● SUPPLIED RECORDS:
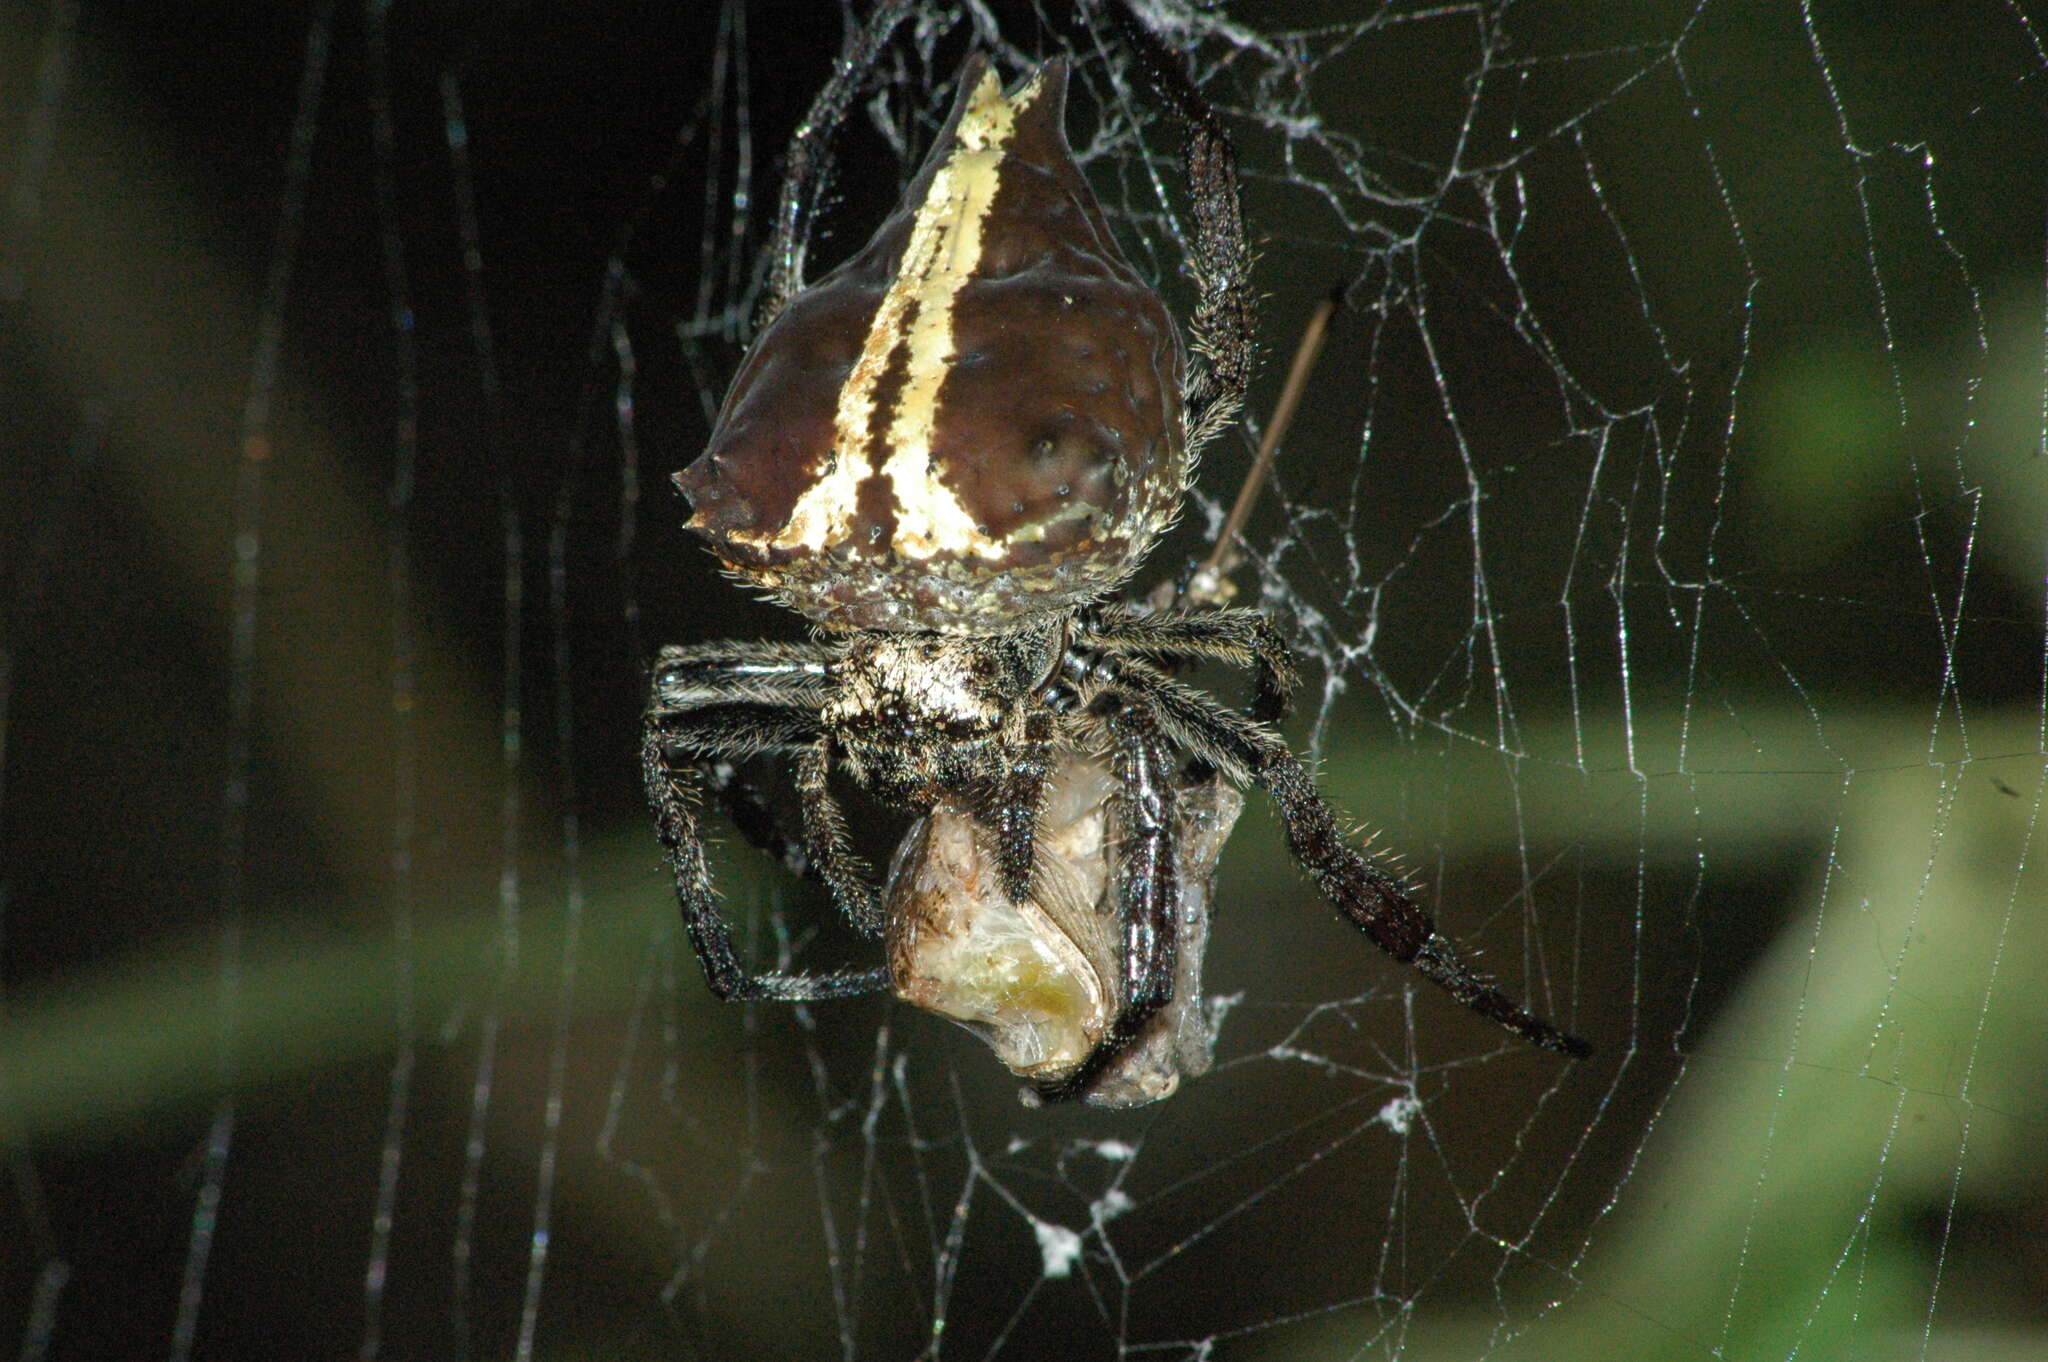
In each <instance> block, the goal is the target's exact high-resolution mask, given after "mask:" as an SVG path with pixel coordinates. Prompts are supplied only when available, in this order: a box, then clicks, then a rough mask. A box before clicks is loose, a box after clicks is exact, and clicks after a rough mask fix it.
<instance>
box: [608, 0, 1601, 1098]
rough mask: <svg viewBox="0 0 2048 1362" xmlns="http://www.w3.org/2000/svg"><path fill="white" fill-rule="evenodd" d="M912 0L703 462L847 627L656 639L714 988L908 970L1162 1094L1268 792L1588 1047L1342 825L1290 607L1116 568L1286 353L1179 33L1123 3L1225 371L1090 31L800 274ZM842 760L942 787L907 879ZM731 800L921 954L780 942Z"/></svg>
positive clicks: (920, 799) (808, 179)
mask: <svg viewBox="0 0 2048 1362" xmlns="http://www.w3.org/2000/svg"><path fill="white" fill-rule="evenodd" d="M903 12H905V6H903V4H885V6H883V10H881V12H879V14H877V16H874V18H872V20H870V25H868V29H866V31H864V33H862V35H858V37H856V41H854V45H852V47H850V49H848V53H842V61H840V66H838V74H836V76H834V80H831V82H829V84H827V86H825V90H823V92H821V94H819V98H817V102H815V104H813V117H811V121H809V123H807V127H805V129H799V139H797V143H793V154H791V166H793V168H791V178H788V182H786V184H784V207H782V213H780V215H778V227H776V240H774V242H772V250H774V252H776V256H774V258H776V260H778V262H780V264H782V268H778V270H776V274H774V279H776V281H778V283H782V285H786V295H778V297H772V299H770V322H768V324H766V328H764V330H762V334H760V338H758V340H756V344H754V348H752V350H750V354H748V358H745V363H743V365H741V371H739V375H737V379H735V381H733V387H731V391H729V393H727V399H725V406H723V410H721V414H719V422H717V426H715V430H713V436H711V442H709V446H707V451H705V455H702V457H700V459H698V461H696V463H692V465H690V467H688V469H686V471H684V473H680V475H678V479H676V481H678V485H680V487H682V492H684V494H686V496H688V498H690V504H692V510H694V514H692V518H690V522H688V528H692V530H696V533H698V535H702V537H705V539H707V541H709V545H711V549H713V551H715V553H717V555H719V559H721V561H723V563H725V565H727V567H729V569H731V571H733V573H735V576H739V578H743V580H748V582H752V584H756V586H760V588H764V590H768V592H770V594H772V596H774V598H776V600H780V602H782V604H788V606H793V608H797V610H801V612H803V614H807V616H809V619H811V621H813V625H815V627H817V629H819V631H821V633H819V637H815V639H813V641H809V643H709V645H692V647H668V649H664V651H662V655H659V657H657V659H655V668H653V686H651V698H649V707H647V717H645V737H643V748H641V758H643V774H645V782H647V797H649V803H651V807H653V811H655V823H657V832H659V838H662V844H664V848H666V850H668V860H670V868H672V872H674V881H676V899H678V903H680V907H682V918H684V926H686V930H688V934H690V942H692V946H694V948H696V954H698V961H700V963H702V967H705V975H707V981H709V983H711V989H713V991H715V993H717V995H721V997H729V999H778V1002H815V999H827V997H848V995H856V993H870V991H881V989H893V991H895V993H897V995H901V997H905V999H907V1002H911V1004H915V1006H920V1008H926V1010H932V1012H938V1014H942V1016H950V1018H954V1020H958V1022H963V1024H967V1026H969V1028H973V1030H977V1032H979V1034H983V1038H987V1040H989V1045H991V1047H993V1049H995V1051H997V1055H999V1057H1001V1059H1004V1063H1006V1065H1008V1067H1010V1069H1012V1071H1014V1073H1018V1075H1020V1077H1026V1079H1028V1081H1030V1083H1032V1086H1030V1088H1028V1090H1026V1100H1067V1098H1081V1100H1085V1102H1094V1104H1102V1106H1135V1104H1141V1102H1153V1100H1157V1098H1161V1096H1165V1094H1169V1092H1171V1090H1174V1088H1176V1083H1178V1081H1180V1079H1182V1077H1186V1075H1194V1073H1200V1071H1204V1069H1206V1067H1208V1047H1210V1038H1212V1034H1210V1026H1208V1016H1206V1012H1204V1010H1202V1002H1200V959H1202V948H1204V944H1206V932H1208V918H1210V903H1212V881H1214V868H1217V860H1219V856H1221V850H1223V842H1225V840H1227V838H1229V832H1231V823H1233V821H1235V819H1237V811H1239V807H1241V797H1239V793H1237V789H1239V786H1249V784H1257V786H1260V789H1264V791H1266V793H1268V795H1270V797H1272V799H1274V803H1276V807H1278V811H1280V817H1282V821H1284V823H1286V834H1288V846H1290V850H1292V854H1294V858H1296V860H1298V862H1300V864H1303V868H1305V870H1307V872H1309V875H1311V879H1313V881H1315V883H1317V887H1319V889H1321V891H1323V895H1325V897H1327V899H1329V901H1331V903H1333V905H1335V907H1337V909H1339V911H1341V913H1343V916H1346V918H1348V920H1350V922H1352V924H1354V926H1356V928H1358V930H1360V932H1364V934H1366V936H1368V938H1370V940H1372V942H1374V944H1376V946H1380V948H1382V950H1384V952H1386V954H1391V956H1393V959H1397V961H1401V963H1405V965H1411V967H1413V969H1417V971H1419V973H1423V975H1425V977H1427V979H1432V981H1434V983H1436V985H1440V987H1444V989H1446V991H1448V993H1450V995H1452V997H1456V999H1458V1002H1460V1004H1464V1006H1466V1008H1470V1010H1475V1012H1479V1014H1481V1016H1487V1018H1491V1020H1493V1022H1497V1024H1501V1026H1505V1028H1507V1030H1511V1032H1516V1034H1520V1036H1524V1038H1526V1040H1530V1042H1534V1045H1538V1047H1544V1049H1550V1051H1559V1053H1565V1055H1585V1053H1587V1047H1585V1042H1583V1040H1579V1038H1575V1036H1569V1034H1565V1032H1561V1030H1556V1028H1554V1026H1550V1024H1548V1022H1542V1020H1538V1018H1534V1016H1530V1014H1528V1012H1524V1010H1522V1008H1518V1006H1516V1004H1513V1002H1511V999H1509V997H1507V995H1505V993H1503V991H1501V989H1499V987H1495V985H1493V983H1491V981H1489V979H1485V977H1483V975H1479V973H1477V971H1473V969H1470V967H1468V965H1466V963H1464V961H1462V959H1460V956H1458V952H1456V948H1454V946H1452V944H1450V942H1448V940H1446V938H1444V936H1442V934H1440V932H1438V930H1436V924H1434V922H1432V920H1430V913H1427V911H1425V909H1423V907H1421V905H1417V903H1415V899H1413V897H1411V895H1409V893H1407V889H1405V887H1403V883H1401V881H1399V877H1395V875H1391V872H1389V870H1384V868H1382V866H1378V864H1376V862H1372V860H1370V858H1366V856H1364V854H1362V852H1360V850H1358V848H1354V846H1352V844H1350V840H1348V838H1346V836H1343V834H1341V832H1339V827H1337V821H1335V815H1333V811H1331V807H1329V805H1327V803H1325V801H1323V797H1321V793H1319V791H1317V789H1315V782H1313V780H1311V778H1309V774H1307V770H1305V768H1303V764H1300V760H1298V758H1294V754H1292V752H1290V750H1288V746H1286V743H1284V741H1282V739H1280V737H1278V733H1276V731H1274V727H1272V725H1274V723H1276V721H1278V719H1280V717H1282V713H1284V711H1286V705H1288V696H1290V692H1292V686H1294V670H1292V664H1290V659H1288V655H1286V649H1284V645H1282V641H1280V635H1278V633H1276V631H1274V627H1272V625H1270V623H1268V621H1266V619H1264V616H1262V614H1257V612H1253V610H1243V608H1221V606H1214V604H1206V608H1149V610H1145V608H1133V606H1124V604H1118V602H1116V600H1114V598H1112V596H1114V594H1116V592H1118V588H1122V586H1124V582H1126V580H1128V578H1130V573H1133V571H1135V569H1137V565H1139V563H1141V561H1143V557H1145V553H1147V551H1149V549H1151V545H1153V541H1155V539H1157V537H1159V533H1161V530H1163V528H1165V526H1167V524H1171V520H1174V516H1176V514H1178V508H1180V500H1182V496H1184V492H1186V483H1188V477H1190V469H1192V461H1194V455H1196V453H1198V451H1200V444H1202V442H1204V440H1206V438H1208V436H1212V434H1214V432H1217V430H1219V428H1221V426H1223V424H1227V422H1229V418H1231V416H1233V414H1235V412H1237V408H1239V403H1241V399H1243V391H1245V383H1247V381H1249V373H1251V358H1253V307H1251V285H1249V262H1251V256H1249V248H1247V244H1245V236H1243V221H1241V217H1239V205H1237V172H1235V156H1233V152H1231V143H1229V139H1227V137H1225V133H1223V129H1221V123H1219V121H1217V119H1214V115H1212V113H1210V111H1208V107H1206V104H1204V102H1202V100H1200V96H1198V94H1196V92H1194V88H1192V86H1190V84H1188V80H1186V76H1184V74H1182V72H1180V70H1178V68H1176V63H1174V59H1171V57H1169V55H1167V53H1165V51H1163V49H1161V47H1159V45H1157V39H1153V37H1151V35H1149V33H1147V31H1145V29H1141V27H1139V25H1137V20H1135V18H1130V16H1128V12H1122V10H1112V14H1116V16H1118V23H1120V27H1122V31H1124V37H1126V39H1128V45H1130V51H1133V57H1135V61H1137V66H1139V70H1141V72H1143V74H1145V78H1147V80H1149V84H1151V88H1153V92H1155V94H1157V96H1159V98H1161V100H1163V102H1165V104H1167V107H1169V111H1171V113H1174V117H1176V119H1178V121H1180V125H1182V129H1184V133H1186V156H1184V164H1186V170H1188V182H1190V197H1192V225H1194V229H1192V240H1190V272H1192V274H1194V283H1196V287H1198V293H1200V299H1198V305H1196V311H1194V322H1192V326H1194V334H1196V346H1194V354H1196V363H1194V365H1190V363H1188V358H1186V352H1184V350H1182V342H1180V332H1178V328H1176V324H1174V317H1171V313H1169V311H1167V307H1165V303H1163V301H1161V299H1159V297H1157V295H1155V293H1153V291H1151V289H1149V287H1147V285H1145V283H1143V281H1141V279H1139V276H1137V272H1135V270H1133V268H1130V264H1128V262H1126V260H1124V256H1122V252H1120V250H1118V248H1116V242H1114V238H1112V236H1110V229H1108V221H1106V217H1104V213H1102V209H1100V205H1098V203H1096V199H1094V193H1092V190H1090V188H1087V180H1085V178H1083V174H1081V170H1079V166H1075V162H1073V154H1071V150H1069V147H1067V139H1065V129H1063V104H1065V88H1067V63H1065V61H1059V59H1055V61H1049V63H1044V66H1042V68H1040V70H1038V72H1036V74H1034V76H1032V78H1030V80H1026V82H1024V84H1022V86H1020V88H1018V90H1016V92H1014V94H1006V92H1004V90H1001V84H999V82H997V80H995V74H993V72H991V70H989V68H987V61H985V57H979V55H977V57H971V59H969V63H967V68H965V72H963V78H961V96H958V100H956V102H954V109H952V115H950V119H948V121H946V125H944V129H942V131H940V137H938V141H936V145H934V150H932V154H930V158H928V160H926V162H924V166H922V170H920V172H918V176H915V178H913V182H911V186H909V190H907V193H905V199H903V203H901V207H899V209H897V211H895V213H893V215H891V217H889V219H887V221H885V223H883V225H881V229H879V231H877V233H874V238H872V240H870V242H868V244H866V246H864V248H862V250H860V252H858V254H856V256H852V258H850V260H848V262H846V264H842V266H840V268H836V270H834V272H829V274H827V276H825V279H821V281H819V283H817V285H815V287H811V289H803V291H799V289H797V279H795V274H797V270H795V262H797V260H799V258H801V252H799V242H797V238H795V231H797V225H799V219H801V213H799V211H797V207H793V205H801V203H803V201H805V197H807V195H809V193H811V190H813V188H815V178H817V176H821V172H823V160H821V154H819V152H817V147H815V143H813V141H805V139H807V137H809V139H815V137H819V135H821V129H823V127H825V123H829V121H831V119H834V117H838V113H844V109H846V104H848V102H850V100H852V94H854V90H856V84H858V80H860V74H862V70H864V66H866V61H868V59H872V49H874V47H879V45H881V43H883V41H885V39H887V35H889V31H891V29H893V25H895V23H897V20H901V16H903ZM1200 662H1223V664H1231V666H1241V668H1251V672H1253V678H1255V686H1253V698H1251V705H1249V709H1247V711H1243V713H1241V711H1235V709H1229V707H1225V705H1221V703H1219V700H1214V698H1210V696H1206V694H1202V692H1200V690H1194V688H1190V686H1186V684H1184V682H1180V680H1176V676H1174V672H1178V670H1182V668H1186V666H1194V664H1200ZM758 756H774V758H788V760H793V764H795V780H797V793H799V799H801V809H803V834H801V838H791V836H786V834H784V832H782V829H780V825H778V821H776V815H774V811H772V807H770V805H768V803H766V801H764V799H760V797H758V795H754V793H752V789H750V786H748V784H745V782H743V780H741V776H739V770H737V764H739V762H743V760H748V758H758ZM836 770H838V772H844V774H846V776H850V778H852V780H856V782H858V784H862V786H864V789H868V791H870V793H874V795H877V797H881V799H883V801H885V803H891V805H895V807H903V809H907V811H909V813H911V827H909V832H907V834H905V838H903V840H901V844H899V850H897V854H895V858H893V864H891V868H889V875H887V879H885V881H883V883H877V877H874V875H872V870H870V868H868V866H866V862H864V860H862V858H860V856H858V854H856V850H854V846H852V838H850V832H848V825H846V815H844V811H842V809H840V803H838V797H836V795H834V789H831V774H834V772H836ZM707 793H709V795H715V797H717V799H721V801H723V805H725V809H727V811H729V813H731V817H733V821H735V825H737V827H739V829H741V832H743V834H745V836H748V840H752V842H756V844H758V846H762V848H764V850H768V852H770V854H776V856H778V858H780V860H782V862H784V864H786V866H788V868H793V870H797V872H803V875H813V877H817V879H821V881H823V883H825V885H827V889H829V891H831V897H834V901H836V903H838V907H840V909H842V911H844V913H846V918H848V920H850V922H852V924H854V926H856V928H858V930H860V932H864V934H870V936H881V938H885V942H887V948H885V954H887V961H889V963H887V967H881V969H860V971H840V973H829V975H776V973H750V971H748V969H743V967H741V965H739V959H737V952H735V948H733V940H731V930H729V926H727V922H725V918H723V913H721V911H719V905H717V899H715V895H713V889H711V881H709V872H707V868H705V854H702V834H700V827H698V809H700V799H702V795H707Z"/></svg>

● YOUR ASSIGNMENT: Every line from the start of the material through the line containing "box: [608, 0, 1601, 1098]" is needed exactly as written; the pictures are not.

● REPLY:
In each <instance> block, the goal is the target's exact high-resolution mask, given after "mask:" as an SVG path with pixel coordinates. Prompts are supplied only when available, in this order: a box, then clicks, then a rough mask. A box before clicks is loose, a box after clicks is exact, and clicks after a rough mask fix it.
<instance>
box: [608, 0, 1601, 1098]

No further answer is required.